So far we have only discussed problems with discrete outputs—classification and structured prediction.
Uncertainty sampling is also applicable to regression, i.e., learning tasks with continuous output variables. In
this setting, the learner can simply query the unlabeled instance for which the learner has the highest output
variance in its prediction. Under a Gaussian assumption, the entropy of a random variable is a monotonic
function of its variance, so this approach is much in same the spirit as entropy-based uncertainty sampling.
Another interpretation of variance is the expected squared-loss of the model’s prediction. Closed-form
estimates of variance can be computed for a variety of model classes, although they can require complex and
expensive computations.
Figure 2.6 illustrates variance-based uncertainty sampling using an artificial neural network. The target
function is a Gaussian in the range [-10,10], shown by the solid red line in the top row of plots. The network in
this example has one hidden layer of three logistic units, and one linear output unit. The network is initially
trained with two labeled instances drawn at random (upper left plot), and its variance estimate (lower left plot)
is used to select the first query. This process repeats for a few iterations, and after three queries the network
can approximate the target function fairly well. In general, though, estimating the output variance is nontrivial
and will depend on the type of model being used. This is in contrast to the utility measures in Section 2.3 for
discrete outputs, which only require that the learner produce probability estimates. In Section 3.4, we will
discuss active learning approaches using ensembles as a simpler way to estimate output variance. Active

28
learning for regression has a long history in the statistics literature, generally referred to as optimal
experimental design (Federov, 1972). However, the statistics community generally eschews uncertainty
sampling in lieu of more sophisticated strategies, which we will explore further in Chapter 4.

-- Tasks to complete --
1. Set down, word for word, the stretch of the passage on uncertainty sampling for regression from "Another interpretation of" through "(lower left plot)".
2. Take the passage on uncertainty sampling for regression further, picking up right after its final sentence.

-- Supplied material --
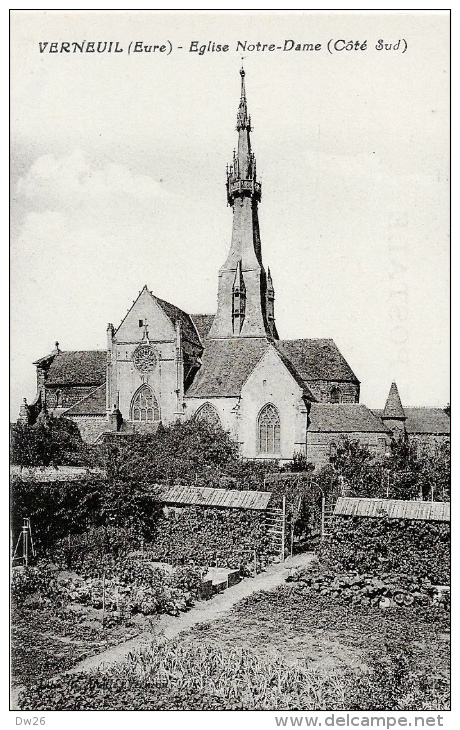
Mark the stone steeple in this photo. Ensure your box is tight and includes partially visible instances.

-- Written responses --
1.
Another interpretation of variance is the expected squared-loss of the model’s prediction. Closed-form
estimates of variance can be computed for a variety of model classes, although they can require complex and
expensive computations.
Figure 2.6 illustrates variance-based uncertainty sampling using an artificial neural network. The target
function is a Gaussian in the range [-10,10], shown by the solid red line in the top row of plots. The network in
this example has one hidden layer of three logistic units, and one linear output unit. The network is initially
trained with two labeled instances drawn at random (upper left plot), and its variance estimate (lower left plot)

2.
Figure 2.6: Variance-based uncertainty sampling for a toy 1D regression task. Each column represents an
iteration of active learning. In the top row, solid lines show the target function to be learned, while dashed
lines show a neural network approximation based on available training data (black dots). The bottom row plots
the network’s output variance across the input range, which is used to select the query for the next iteration.

2.5 DISCUSSION
Uncertainty sampling is possibly the most popular active learning strategy in practice. Perhaps this is because
of its intuitive appeal combined with the ease of implementation. Most of the common uncertainty-based
utility measures do not require significant engineering overhead to use. In fact, as long as the learner can
provide a confidence or probability score along with its predictions, any of the measures in Section 2.3 can be
employed with the learner as a “black box.” Standard classification or inference procedures can be used,
leaving the choice of learning algorithm fairly modular. This is not necessarily the case for all active learning
approaches. Furthermore, if inference is fast and tractable, then querying should also be fast and tractable.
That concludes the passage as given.